EXERCISE GOAL >> Could you rewrite the paragraph that begins "Parabolic flights are one of a few ways" in the partial gravity text below as a short list that keeps its main facts?

PAGE TEXT >>

§ §

One experiment investigated the effects of partial gravity on brain function. Previous studies have shown that short exposure to microgravity increased neurocognitive functions due to increased blood flow to the brain. However, longer-term spaceflight, in which increased blood flow to the brain is more permanent, showed negative effects on cognition. In this campaign, studying the phenomenon in partial gravity is helping scientists better understand where we draw the line for optimal performance.
Another team subjected baby plant roots to doses of partial gravity and monitored root growth using lasers to investigate how the roots manage to stay “grounded” in the absence of gravity. We know plants adapt to weightlessness rather quickly, but researchers still need a clearer picture of what’s happening on a cellular level. Extra-terrestrial farming is vital to human survival off-planet, and adapting agriculture to altered gravity is an important step to making this possible. For a full list of experiments, see here.
Parabolic flights are one of a few ways to recreate microgravity conditions on Earth, but how is this achieved? The A310 Zero-G aircraft, operated by Novespace in Bordeaux, France, repeatedly performs a special manoeuvre. After pulling up sharply to 50 degrees, the pilots reduce the thrust and pitch of the airplane to cancel air-drag and lift. This places the plane on a parabolic flight path, exactly as if it has been thrown upwards and released. It then essentially falls over the top of the parabola, creating 20 seconds of 0g. When it reaches 50 degrees nose-down, the plane then pulls out of the descent to normal flight.

§ §

ITEMS >>

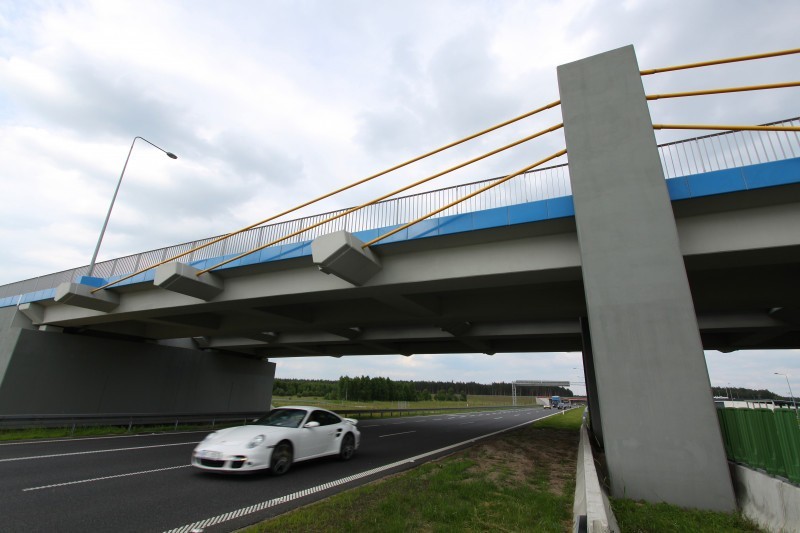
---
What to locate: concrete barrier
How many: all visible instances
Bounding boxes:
[729,463,800,533]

§ §

OUTPUT >>
- Parabolic flights are one of a few ways to recreate microgravity conditions on Earth.
- The A310 Zero-G aircraft, operated by Novespace in Bordeaux, France, performs a special maneuver over and over.
- The pilots pull up sharply to 50 degrees, then reduce thrust and pitch to cancel air-drag and lift.
- This puts the plane on a parabolic path, as if it had been thrown upward and released.
- Falling over the top of the parabola produces 20 seconds of 0g.
- At 50 degrees nose-down, the plane pulls out of the descent and returns to normal flight.